Exercise input:
====

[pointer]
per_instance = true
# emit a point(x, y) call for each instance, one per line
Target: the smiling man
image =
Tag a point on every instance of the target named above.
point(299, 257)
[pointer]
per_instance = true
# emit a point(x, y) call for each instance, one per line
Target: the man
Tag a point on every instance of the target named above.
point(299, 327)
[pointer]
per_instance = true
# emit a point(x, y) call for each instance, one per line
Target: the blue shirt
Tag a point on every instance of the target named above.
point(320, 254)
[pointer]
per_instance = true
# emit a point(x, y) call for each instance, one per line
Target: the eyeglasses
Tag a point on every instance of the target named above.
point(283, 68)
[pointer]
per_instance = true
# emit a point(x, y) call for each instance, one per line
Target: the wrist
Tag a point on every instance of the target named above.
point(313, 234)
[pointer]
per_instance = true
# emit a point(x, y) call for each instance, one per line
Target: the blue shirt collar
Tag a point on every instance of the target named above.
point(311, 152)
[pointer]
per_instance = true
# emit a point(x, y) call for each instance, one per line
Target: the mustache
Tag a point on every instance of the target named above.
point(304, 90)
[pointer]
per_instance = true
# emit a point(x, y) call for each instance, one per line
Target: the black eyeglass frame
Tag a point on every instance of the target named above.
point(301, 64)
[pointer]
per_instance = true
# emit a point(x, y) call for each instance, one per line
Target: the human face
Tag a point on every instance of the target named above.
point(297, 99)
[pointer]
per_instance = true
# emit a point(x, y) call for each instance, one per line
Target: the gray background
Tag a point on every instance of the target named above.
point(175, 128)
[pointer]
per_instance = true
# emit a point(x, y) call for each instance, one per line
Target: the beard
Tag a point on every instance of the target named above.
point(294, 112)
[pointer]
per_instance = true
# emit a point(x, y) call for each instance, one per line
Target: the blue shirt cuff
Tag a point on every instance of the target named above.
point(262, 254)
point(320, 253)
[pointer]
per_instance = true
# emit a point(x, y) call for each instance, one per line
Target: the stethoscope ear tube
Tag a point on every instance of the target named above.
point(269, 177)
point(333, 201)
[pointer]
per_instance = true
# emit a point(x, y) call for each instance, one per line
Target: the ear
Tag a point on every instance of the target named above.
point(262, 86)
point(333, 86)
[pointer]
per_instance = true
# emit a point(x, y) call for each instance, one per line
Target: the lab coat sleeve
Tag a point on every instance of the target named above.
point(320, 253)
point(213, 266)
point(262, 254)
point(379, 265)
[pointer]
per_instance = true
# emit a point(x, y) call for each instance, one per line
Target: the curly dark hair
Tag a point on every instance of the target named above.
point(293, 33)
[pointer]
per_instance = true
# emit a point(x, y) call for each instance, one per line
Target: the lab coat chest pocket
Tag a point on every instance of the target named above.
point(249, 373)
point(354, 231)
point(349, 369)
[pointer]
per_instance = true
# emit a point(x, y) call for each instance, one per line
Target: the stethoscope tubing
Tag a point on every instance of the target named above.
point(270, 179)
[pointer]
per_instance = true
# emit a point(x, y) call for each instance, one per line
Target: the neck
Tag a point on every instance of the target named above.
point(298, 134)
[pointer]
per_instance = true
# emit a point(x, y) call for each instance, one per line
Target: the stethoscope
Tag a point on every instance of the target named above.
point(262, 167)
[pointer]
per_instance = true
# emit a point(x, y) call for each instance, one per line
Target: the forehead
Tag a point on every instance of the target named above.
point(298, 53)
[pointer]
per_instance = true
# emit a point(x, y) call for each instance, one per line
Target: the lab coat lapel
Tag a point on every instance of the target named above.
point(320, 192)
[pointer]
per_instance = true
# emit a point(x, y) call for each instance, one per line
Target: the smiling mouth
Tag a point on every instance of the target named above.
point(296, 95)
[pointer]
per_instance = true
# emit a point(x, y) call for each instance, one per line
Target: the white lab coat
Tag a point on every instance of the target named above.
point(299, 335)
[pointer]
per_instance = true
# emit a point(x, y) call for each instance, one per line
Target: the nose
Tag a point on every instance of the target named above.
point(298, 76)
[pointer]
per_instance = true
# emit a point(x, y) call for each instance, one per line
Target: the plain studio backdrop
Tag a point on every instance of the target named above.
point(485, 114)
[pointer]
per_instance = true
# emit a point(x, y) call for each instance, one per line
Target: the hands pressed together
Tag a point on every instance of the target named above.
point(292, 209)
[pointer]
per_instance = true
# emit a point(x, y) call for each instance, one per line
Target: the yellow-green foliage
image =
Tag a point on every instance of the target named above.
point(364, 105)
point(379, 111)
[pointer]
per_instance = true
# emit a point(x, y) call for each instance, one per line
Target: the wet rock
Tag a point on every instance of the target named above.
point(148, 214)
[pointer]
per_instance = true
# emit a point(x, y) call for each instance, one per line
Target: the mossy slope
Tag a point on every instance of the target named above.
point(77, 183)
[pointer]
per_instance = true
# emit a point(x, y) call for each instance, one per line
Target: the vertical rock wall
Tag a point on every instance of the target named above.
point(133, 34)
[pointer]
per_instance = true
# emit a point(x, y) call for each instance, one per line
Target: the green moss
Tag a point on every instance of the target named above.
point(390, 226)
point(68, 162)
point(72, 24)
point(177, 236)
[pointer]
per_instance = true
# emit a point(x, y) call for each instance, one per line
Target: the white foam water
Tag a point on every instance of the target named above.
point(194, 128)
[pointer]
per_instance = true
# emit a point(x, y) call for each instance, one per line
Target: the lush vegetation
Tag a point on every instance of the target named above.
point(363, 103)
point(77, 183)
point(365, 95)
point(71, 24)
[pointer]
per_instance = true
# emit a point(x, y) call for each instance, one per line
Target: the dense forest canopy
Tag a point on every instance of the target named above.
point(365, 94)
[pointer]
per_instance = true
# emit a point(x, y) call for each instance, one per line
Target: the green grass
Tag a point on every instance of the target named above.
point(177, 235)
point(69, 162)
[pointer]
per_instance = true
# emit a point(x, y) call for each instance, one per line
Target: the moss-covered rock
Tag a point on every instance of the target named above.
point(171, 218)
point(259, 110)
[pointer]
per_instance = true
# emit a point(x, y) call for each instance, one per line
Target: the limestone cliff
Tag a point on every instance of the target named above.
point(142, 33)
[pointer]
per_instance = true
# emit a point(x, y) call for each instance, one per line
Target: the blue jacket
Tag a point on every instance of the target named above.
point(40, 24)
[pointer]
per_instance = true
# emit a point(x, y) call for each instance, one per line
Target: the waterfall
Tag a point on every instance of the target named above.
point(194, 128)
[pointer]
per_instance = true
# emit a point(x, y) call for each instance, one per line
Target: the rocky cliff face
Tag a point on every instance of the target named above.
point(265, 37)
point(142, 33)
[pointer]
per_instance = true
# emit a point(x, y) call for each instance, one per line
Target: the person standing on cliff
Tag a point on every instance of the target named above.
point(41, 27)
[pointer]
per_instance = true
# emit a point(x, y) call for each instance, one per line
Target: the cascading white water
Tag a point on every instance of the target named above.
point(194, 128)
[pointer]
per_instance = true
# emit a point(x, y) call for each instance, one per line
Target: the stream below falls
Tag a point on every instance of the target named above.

====

Task details: Return all of the lines above without any changes.

Response below:
[pointer]
per_instance = true
# emit a point(x, y) call for each instance, one per line
Target: the smiling man
image =
Tag a point on every instance of the target named above.
point(299, 257)
[pointer]
per_instance = true
# emit a point(x, y) call for each instance, one per line
Target: the man
Tag a point on every instance of the target named above.
point(299, 327)
[pointer]
per_instance = true
# emit a point(x, y) call for each instance, one per line
Target: the blue shirt
Tag a point on every instance of the target named above.
point(320, 254)
[pointer]
per_instance = true
# emit a point(x, y) call for each instance, one per line
Target: the eyeglasses
Tag a point on every instance of the target named above.
point(283, 68)
[pointer]
per_instance = true
# emit a point(x, y) call for each instance, one per line
Target: the wrist
Tag a point on every instance of the target named above.
point(313, 234)
[pointer]
per_instance = true
# emit a point(x, y) call for each instance, one per line
Target: the blue shirt collar
Tag a point on every instance of the target named above.
point(311, 152)
[pointer]
per_instance = true
# emit a point(x, y) call for each instance, one per line
Target: the mustache
Tag a point on every instance of the target named above.
point(304, 90)
[pointer]
per_instance = true
# emit a point(x, y) call for each instance, one per line
Target: the black eyeglass frame
Tag a point on every instance of the target named above.
point(301, 64)
[pointer]
per_instance = true
# emit a point(x, y) call for each instance, one per line
Target: the human face
Tag a point on every instance of the target named above.
point(297, 99)
[pointer]
per_instance = true
# emit a point(x, y) call for each instance, one per line
Target: the gray background
Tag a point on every instance of the target named above.
point(175, 128)
[pointer]
per_instance = true
# emit a point(x, y) call for each instance, one per line
Target: the beard
Tag a point on every instance of the target named above.
point(294, 112)
[pointer]
per_instance = true
# emit a point(x, y) call for each instance, one per line
Target: the blue shirt cuff
Tag a point on every instance of the target named above.
point(262, 254)
point(320, 253)
[pointer]
per_instance = true
# emit a point(x, y) call for each instance, one per line
Target: the stethoscope ear tube
Tag a point on every instance of the target named above.
point(269, 177)
point(333, 201)
[pointer]
per_instance = true
# emit a point(x, y) call for each instance, one per line
Target: the ear
Tag a point on every instance of the target named above.
point(262, 86)
point(333, 86)
[pointer]
per_instance = true
# emit a point(x, y) call for each instance, one per line
Target: the lab coat sleeve
Tag a point on every instance of the target named above.
point(320, 253)
point(213, 266)
point(262, 254)
point(379, 265)
[pointer]
per_instance = true
# emit a point(x, y) call for each instance, one per line
Target: the curly dark hair
Tag a point on every instance of the target named above.
point(293, 33)
[pointer]
per_instance = true
# emit a point(x, y) call for each instance, one per line
Target: the lab coat chest pocket
Tag a point on every instance of the target named above.
point(249, 373)
point(354, 231)
point(349, 369)
[pointer]
per_instance = true
# emit a point(x, y) call for each instance, one per line
Target: the stethoscope tubing
Tag a point on every instance of the target named above.
point(270, 179)
[pointer]
per_instance = true
# emit a point(x, y) call for each instance, one per line
Target: the neck
Tag a point on every instance of the target named above.
point(298, 134)
[pointer]
per_instance = true
# emit a point(x, y) call for each instance, one per line
Target: the stethoscope
Tag a point on every instance of the target named above.
point(262, 167)
[pointer]
per_instance = true
# emit a point(x, y) call for each instance, one per line
Target: the forehead
Tag a point on every instance of the target named above.
point(298, 53)
[pointer]
per_instance = true
# emit a point(x, y) call for each instance, one per line
Target: the lab coat lapel
Tag a point on every instance of the target named above.
point(320, 192)
[pointer]
per_instance = true
# emit a point(x, y) call for each instance, one per line
Target: the smiling mouth
Tag a point on every instance of the target named above.
point(296, 95)
[pointer]
per_instance = true
# emit a point(x, y) call for each instance, one per line
Target: the white lab coat
Tag a point on every instance of the target named above.
point(299, 335)
[pointer]
per_instance = true
# emit a point(x, y) call for each instance, one per line
Target: the nose
Tag a point on every instance of the target named above.
point(298, 76)
[pointer]
per_instance = true
# emit a point(x, y) call for each instance, one per line
Target: the plain studio backdrop
Tag a point on every instance of the target named above.
point(485, 114)
[pointer]
per_instance = true
# emit a point(x, y) call for each instance, one per line
Target: the hands pressed together
Tag a point on every instance of the target named above.
point(292, 209)
[pointer]
per_instance = true
# emit a point(x, y) call for each instance, one per line
Target: the yellow-green foliage
image =
Tag a point on every instance of the target named above.
point(364, 105)
point(379, 111)
[pointer]
per_instance = true
# emit a point(x, y) call for each instance, one per line
Target: the wet rock
Tag a point on every instance of the target named above.
point(148, 214)
[pointer]
per_instance = true
# emit a point(x, y) call for each instance, one per line
Target: the mossy slope
Tag a point on every instance of the target named above.
point(77, 183)
[pointer]
per_instance = true
# emit a point(x, y) call for each instance, one per line
Target: the vertical rock wall
Tag a point on every instance of the target named above.
point(133, 34)
[pointer]
per_instance = true
# emit a point(x, y) call for each instance, one per line
Target: the green moss
Tag a point on every instance of the target named above.
point(390, 226)
point(68, 162)
point(72, 24)
point(177, 236)
[pointer]
per_instance = true
# emit a point(x, y) call for each instance, one per line
Target: the white foam water
Tag a point on every instance of the target named above.
point(194, 128)
[pointer]
per_instance = true
# emit a point(x, y) call for each instance, one per line
Target: the lush vegetation
Tag a point on every instance of the target named above.
point(363, 103)
point(77, 183)
point(365, 95)
point(71, 24)
[pointer]
per_instance = true
# emit a point(x, y) call for each instance, one per line
Target: the dense forest canopy
Tag a point on every instance of the target named above.
point(365, 94)
[pointer]
per_instance = true
# emit a point(x, y) call for each instance, one per line
Target: the green grass
Tag a point on every instance of the target named above.
point(177, 235)
point(69, 162)
[pointer]
per_instance = true
# emit a point(x, y) call for each instance, one per line
Target: the moss-covered rock
Tag a point on every instance of the target named above.
point(171, 218)
point(259, 110)
[pointer]
per_instance = true
# emit a point(x, y) call for each instance, one per line
Target: the limestone cliff
Tag a point on every instance of the target named above.
point(142, 33)
[pointer]
per_instance = true
# emit a point(x, y) call for each instance, one per line
Target: the blue jacket
Tag a point on every instance of the target named above.
point(40, 24)
[pointer]
per_instance = true
# emit a point(x, y) call for each instance, one per line
Target: the waterfall
Tag a point on every instance of the target named above.
point(194, 128)
[pointer]
per_instance = true
# emit a point(x, y) call for each instance, one per line
Target: the rocky cliff face
Tag a point on every instance of the target named above.
point(265, 37)
point(142, 33)
[pointer]
per_instance = true
# emit a point(x, y) call for each instance, one per line
Target: the person standing on cliff
Tag a point on every instance of the target named above.
point(41, 27)
[pointer]
per_instance = true
# emit a point(x, y) call for each instance, one per line
Target: the cascading white water
Tag a point on every instance of the target named above.
point(194, 128)
[pointer]
per_instance = true
# emit a point(x, y) call for each instance, one per line
Target: the stream below falls
Tag a point on every instance of the target named above.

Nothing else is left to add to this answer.